* [PASSAGE TO READ]
>>>>

PSCo – Colorado 2013 Gas Rate Case In December 2012, PSCo filed a multi-year request with the CPUC to increase Colorado retail natural gas rates by $48.5 million in 2013 with subsequent step increases of $9.9 million in 2014 and $12.1 million in 2015. The request was based on a 2013 FTY, a 10.5 percent ROE, a rate base of $1.3 billion and an equity ratio of 56 percent. Interim rates, subject to refund, went into effect in August 2013.

In April 2013, PSCo revised its requested annual rate increase to $44.8 million for 2013, with subsequent step increases of $9.0 million for 2014 and $10.9 million for 2015, based on an ROE of 10.3 percent. This requested increase included amounts to be transferred from the Pipeline System Integrity Adjustment (PSIA) rider mechanism.

In December 2013, the CPUC approved a natural gas base rate increase of approximately $15.8 million based on an ROE of 9.72 percent, a historic test year (HTY) with an end of year rate base and an equity ratio of 56 percent.

The following table summarizes the CPUC decision:
(Millions of Dollars)
 
CPUC Decision
PSCo deficiency based on a FTY
 
$
44.8

HTY adjustment
 
(5.4
)
ROE and capital structure adjustments
 
(8.3
)
Revenue adjustments
 
(1.4
)
Other
 
(0.1
)
Recommendation
 
29.6

PSIA — base rate transfer to rider mechanism
 
(13.8
)
Incremental base revenue
 
$
15.8



Rates and conforming changes made to the PSIA were effective Jan. 1, 2014. In April 2014, the CPUC approved PSCo’s request to refund $6.6 million to customers, excluding amounts related to the PSIA rider mechanism. The refund represents the difference between the interim rates collected and the final approved rates and will be returned between April 2014 and March 2015.

PSCo – Colorado 2013 Steam Rate Case In December 2012, PSCo filed a request to increase Colorado retail steam rates by $1.6 million in 2013 with subsequent step increases of $0.9 million in 2014 and $2.3 million in 2015. The request was based on a 2013 FTY, a 10.5 percent ROE, a rate base of $21 million for steam and an equity ratio of 56 percent.

In October 2013, PSCo, the CPUC Staff, the Office of Consumer Counsel (OCC) and Colorado Energy Consumers filed a comprehensive settlement which tied the outcome of the steam rate case to key issues to be decided in the natural gas rate case, including ROE and capital structure. The settlement allowed the filed rates to be effective on Jan. 1, 2014, subject to refund. Final rates allowing a rate increase of $2.3 million annually were implemented on Feb. 1, 2014.

PSCo – Annual Electric Earnings Test — An earnings sharing mechanism is used to apply prospective electric rate adjustments for earnings in the prior year that exceed PSCo’s authorized ROE threshold of 10 percent. PSCo filed a tariff for the 2013 earnings test with the CPUC on April 30, 2014, proposing a refund obligation of $45.7 million to electric customers to be returned between August 2014 and July 2015. As of March 31, 2014, PSCo has also recognized management’s best estimate of an accrual for 2014.

Electric Commodity Adjustment (ECA) Prudence Review — In September 2013, the CPUC Staff requested that the 2012 annual ECA prudence review be set for hearing. The prudence review, as determined by the ALJ, will primarily consider if replacement power costs during outages of certain jointly owned facilities were properly allocated between wholesale and retail customers. A decision is anticipated later in 2014.

<<<<

* [TASKS TO PERFORM]
**1)** From the Colorado rate case text, set down everything from "In October 2013, PSCo, the" down to "Feb. 1, 2014.".
**2)** Which parties filed the comprehensive settlement in October 2013, according to the Colorado rate case text?

(Extracted data entries)
>>>>

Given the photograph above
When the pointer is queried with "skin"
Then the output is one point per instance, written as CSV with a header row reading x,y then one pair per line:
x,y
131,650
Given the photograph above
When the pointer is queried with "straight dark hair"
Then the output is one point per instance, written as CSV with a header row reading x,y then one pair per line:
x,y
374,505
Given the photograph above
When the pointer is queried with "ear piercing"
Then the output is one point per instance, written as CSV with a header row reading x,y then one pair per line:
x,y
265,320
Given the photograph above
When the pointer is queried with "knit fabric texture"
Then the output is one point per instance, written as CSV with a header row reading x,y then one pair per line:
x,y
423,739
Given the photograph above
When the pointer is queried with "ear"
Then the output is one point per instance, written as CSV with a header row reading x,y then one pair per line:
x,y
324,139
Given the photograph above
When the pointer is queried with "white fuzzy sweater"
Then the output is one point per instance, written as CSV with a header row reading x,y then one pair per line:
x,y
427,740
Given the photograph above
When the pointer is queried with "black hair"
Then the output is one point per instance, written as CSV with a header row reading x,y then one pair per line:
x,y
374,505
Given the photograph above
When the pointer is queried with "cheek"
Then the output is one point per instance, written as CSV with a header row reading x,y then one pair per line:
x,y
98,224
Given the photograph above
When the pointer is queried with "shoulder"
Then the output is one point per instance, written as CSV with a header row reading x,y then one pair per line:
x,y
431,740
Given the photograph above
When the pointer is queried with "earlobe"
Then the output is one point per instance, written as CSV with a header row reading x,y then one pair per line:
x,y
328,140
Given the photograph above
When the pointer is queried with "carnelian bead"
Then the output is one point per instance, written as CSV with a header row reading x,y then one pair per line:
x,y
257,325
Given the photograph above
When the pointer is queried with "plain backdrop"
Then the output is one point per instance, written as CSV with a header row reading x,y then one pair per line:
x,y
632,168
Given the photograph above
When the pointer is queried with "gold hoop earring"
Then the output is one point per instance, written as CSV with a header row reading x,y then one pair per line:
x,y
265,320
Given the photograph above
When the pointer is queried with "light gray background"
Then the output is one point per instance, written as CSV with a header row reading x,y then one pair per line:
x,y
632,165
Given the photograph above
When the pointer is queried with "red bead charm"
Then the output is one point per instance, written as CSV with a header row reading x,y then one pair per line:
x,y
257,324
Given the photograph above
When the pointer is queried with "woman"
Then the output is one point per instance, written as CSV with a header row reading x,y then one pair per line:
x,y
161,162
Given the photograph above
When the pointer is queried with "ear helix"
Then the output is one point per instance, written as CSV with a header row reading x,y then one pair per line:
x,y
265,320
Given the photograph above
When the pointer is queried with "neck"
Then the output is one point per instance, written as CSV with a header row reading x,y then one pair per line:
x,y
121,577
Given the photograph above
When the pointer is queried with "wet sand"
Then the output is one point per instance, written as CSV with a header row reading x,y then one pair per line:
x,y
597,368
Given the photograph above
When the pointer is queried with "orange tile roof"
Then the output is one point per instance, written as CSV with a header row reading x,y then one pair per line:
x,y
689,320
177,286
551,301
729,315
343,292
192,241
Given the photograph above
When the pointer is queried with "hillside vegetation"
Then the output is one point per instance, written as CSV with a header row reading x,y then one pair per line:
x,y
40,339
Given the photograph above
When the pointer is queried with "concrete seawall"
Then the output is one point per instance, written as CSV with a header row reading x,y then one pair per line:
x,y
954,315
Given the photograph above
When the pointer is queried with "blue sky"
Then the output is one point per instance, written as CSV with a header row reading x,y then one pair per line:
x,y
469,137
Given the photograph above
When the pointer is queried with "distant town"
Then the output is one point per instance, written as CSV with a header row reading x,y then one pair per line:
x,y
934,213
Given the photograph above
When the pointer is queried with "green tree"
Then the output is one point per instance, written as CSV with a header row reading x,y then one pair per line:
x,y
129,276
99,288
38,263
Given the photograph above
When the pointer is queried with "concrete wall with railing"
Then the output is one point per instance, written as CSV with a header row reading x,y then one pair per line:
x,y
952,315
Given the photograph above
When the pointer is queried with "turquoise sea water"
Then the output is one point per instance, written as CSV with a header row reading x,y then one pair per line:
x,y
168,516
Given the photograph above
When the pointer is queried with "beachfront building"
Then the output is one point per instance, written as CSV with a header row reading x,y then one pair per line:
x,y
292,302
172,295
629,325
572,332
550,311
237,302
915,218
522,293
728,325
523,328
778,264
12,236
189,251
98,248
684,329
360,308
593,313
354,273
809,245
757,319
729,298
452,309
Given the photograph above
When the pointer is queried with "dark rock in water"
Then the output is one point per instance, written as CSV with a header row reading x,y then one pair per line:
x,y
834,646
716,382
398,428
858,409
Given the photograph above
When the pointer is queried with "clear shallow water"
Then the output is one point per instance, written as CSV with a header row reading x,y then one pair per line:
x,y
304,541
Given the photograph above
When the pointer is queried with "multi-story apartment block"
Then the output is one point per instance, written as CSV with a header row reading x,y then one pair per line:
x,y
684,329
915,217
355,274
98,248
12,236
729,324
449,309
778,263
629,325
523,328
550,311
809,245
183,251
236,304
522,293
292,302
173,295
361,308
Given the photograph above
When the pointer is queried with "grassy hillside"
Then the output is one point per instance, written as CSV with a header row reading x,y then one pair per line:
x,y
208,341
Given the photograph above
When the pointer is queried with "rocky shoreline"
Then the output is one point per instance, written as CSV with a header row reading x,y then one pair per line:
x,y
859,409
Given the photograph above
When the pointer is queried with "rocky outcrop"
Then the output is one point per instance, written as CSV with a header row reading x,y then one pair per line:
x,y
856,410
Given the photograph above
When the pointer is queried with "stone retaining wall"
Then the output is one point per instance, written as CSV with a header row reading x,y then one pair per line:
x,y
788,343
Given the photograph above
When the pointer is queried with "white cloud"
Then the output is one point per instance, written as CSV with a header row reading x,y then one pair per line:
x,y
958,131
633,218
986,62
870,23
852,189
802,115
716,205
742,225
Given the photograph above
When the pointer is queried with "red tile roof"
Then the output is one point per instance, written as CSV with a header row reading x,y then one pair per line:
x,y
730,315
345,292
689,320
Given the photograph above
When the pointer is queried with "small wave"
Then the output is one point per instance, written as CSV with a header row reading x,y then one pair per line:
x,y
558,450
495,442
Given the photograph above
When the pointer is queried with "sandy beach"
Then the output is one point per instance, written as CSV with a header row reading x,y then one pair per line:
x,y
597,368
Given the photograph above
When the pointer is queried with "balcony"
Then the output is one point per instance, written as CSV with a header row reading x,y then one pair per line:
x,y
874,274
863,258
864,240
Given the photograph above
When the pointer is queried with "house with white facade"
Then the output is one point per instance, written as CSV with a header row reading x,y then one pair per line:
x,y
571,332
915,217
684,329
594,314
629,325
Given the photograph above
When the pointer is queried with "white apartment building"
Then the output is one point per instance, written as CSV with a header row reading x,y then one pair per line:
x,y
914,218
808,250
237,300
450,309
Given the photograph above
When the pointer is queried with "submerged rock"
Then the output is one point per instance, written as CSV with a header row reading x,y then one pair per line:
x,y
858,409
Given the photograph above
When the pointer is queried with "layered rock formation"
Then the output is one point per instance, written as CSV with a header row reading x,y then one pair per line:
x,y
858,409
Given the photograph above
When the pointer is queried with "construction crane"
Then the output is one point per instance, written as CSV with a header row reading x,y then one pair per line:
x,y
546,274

<<<<

* [RESULTS BY TASK]
**1)**
In October 2013, PSCo, the CPUC Staff, the Office of Consumer Counsel (OCC) and Colorado Energy Consumers filed a comprehensive settlement which tied the outcome of the steam rate case to key issues to be decided in the natural gas rate case, including ROE and capital structure. The settlement allowed the filed rates to be effective on Jan. 1, 2014, subject to refund. Final rates allowing a rate increase of $2.3 million annually were implemented on Feb. 1, 2014.

**2)** PSCo, the CPUC Staff, the Office of Consumer Counsel (OCC), and Colorado Energy Consumers.